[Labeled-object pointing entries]
## begin

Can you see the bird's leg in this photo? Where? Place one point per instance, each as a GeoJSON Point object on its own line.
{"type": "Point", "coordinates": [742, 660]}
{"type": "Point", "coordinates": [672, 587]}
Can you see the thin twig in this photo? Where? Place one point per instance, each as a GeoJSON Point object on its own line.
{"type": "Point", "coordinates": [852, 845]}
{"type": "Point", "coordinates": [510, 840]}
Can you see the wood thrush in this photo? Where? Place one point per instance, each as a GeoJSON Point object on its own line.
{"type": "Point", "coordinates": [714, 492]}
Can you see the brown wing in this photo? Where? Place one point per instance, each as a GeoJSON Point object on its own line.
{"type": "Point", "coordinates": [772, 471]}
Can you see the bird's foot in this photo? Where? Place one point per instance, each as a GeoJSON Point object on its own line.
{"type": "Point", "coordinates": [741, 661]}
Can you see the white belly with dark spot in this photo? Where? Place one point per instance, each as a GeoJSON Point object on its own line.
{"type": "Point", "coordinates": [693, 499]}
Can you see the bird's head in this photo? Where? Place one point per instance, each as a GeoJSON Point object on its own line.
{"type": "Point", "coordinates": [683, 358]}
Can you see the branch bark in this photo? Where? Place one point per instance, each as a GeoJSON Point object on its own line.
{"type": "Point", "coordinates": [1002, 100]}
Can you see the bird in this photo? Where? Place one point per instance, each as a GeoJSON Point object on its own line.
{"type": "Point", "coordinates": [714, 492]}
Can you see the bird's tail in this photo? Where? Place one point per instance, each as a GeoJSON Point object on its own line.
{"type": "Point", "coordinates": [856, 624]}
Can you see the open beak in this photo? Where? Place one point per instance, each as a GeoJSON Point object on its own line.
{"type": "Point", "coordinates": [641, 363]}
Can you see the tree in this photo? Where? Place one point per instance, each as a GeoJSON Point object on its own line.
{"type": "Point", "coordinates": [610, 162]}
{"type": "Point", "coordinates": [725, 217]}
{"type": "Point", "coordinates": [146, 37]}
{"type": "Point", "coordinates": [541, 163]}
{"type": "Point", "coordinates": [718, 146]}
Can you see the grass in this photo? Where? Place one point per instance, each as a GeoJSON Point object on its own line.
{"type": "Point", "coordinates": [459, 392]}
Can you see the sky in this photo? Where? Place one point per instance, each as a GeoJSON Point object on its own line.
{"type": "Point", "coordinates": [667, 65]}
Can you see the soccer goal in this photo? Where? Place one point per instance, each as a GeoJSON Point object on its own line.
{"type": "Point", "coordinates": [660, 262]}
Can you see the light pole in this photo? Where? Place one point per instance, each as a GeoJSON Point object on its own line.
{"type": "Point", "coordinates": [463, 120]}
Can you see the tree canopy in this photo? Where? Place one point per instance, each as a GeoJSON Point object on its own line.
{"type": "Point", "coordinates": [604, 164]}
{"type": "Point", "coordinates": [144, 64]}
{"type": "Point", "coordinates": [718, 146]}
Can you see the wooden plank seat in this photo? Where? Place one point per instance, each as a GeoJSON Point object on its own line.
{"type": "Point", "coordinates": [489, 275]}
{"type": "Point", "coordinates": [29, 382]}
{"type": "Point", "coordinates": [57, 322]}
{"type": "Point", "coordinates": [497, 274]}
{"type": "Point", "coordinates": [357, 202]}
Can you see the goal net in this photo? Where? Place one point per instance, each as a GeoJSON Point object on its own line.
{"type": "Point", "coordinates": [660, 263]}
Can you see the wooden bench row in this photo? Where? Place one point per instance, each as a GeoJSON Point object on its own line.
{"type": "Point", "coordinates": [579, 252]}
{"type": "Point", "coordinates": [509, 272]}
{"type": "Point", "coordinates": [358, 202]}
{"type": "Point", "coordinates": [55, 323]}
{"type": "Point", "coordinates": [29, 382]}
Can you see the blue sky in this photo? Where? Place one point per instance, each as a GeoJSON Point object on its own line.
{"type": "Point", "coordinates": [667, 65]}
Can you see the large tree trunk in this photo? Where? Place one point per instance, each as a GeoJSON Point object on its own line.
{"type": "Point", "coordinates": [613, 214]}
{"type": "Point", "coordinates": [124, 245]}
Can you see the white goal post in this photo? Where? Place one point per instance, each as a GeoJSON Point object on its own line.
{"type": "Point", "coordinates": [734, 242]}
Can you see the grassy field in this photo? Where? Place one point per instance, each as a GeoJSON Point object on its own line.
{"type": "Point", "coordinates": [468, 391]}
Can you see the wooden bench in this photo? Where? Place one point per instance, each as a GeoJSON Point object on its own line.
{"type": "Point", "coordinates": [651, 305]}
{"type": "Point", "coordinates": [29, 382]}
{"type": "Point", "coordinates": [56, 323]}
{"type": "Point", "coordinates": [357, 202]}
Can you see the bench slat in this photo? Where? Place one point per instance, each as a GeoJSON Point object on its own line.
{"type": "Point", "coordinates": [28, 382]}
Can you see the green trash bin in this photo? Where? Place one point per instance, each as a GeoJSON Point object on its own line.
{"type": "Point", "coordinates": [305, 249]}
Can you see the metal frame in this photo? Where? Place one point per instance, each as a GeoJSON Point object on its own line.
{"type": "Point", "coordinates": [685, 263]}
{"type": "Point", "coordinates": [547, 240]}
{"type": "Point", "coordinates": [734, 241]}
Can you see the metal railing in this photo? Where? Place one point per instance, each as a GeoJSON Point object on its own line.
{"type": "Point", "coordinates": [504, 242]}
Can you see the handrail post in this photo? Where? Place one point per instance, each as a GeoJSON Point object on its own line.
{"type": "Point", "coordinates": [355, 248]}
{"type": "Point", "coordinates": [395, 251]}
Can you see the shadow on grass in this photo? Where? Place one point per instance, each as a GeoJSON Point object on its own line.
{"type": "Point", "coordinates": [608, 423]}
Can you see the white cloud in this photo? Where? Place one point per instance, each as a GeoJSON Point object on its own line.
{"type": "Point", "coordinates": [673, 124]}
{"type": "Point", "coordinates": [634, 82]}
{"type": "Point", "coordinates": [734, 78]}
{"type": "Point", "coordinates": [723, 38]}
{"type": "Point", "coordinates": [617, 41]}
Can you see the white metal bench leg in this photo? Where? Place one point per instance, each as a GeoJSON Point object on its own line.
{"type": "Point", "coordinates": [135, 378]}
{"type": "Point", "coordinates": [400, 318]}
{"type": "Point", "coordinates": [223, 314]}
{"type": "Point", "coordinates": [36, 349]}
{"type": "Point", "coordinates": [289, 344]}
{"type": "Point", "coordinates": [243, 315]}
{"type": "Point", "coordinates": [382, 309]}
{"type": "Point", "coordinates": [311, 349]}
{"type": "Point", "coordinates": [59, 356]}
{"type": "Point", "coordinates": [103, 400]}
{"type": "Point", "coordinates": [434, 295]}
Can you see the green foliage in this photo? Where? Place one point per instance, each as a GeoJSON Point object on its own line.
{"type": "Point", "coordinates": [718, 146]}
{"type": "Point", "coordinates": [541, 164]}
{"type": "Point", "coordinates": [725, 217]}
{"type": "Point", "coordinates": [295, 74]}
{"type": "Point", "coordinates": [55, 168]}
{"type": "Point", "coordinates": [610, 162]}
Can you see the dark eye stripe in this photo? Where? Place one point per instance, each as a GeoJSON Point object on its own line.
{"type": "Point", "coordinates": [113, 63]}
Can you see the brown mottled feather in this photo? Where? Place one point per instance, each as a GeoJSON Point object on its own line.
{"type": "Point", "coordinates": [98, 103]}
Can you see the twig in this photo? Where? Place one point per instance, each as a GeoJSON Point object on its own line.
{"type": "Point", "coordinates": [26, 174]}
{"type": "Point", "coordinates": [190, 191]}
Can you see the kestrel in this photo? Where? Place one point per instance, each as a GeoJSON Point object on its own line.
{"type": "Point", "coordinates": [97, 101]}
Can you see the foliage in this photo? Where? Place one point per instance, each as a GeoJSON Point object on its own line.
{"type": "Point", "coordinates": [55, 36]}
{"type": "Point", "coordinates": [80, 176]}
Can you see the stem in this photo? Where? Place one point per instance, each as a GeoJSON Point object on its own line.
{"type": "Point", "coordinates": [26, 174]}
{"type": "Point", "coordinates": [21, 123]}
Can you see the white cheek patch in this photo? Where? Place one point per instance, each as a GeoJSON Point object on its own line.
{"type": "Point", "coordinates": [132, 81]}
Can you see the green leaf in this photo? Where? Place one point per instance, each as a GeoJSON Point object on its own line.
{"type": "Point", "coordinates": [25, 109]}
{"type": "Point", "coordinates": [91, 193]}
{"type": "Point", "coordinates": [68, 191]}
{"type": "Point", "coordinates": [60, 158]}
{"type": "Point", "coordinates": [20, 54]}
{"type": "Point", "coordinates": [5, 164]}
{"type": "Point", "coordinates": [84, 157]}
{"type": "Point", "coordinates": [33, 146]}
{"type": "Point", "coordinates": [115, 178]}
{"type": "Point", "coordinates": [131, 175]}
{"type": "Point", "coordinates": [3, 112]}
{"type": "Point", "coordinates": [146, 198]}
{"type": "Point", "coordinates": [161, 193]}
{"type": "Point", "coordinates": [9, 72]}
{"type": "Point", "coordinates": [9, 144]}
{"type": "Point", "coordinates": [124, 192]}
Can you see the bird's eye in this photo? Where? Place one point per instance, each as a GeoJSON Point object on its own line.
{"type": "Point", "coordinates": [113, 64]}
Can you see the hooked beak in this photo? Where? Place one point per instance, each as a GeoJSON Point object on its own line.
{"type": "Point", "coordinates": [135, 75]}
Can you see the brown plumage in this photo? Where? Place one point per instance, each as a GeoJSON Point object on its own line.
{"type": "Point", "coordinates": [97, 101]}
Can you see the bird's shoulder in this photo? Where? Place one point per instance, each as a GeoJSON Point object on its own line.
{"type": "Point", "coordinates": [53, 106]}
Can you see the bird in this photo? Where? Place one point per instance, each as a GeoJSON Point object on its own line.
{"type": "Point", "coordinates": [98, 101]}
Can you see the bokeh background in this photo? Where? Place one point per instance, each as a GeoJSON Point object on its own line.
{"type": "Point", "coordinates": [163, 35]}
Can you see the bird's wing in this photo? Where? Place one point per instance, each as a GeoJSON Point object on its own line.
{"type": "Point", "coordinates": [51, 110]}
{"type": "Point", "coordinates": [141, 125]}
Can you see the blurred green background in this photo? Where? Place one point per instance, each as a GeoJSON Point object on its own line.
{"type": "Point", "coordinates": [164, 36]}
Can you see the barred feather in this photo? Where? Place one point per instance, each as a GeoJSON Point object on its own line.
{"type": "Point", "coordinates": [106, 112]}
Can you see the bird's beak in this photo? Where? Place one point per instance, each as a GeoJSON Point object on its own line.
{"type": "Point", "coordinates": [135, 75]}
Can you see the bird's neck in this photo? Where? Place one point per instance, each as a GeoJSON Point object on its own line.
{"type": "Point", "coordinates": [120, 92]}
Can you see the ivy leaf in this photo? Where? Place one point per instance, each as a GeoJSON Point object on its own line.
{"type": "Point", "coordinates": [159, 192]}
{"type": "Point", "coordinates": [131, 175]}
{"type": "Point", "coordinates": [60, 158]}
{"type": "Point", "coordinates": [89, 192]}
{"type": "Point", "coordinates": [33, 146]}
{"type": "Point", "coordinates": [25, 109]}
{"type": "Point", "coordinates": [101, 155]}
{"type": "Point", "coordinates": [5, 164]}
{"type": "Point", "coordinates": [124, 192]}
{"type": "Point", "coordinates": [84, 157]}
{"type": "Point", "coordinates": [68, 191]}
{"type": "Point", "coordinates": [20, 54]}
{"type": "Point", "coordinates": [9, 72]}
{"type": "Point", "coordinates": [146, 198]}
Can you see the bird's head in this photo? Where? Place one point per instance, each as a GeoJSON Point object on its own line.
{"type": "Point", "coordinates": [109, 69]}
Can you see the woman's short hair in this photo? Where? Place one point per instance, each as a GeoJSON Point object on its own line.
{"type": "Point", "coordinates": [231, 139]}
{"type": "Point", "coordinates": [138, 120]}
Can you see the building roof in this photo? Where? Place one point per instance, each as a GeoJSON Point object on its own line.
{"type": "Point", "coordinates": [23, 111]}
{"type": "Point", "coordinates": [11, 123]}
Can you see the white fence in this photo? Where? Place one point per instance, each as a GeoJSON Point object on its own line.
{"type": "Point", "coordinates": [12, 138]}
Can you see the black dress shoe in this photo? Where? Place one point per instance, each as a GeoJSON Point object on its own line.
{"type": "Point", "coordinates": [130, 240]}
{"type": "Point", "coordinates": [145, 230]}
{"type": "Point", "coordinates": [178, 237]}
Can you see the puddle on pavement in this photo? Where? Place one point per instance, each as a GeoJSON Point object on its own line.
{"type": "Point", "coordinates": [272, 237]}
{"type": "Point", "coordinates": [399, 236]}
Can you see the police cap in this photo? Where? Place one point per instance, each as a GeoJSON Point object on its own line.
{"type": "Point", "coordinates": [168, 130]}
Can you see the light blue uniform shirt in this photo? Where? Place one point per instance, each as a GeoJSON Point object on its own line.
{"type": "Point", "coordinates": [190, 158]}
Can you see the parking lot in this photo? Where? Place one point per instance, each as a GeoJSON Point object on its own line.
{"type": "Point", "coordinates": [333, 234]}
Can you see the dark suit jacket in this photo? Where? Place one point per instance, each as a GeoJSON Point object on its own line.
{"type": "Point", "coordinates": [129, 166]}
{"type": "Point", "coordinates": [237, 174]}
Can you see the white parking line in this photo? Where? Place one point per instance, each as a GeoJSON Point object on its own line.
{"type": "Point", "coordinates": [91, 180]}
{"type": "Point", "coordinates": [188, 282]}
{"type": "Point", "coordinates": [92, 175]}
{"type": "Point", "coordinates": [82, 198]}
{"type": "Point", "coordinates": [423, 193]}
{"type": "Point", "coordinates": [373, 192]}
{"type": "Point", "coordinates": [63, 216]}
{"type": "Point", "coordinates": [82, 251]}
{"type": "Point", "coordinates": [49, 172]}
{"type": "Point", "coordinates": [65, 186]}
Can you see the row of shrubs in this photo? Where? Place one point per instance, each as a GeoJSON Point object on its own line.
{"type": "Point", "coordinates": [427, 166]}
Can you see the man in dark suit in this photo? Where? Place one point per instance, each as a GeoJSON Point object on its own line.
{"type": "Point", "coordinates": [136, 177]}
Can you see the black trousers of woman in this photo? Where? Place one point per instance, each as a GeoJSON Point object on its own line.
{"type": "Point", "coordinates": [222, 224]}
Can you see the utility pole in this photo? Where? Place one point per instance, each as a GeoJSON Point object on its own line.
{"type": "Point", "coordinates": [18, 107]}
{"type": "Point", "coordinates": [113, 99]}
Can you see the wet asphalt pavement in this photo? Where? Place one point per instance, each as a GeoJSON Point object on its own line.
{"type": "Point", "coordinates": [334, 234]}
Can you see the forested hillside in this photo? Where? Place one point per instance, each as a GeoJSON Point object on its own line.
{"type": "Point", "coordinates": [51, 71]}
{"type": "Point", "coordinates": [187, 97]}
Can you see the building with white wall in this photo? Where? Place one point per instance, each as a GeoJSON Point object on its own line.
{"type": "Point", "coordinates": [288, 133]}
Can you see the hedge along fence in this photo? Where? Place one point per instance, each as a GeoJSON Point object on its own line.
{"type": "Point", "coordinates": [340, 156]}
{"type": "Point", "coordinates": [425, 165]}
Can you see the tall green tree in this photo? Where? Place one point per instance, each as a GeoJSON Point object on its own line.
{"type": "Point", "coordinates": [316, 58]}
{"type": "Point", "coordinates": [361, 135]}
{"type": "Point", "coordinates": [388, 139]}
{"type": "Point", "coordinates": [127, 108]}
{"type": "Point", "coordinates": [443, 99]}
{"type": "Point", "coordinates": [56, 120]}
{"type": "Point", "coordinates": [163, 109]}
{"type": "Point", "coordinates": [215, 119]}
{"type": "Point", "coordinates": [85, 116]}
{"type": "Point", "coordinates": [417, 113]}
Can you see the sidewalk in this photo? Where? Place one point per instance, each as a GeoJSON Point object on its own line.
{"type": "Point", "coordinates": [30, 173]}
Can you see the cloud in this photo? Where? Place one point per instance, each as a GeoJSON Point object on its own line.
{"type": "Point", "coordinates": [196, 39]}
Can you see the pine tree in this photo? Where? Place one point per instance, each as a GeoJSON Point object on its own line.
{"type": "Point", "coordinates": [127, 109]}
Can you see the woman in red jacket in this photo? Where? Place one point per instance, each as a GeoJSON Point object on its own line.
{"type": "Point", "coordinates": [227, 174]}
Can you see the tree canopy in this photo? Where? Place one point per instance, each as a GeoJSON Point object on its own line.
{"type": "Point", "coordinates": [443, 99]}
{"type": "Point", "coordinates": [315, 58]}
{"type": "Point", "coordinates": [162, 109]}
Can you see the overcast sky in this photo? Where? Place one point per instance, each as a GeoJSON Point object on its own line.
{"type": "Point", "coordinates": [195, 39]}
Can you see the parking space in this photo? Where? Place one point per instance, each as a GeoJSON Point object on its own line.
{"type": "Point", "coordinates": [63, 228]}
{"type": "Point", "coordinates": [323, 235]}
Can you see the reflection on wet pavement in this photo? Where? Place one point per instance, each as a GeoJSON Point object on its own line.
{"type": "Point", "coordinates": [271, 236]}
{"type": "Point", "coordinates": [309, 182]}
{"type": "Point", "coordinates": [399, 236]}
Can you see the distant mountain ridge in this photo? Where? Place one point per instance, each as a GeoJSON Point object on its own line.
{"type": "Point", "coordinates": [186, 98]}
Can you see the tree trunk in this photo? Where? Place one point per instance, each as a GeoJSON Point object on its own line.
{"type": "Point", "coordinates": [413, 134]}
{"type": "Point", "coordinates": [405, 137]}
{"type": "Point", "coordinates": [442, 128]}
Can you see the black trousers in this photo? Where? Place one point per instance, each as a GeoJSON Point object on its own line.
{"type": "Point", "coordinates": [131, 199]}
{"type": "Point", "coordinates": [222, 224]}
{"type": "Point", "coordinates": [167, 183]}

## end

SET PROBLEM
Produce an exact repeat of the lines from the one containing "Can you see the reflection" through the last line of the data, and nothing more.

RESPONSE
Can you see the reflection on wet pavement in this photo? Where? Place one point per instance, each as a GeoJSON Point object on its own line.
{"type": "Point", "coordinates": [271, 236]}
{"type": "Point", "coordinates": [309, 182]}
{"type": "Point", "coordinates": [399, 236]}
Can you see the distant mountain ridge in this photo? Where? Place one point per instance, each as a GeoJSON Point object on its own line.
{"type": "Point", "coordinates": [186, 98]}
Can you see the tree trunk in this photo? Where? Place one point per instance, each as a GeoJSON Point object on its own line.
{"type": "Point", "coordinates": [413, 134]}
{"type": "Point", "coordinates": [405, 137]}
{"type": "Point", "coordinates": [442, 128]}
Can you see the black trousers in this photo? Where? Place one point per instance, each as a GeoJSON Point object on its own line.
{"type": "Point", "coordinates": [131, 199]}
{"type": "Point", "coordinates": [222, 224]}
{"type": "Point", "coordinates": [167, 183]}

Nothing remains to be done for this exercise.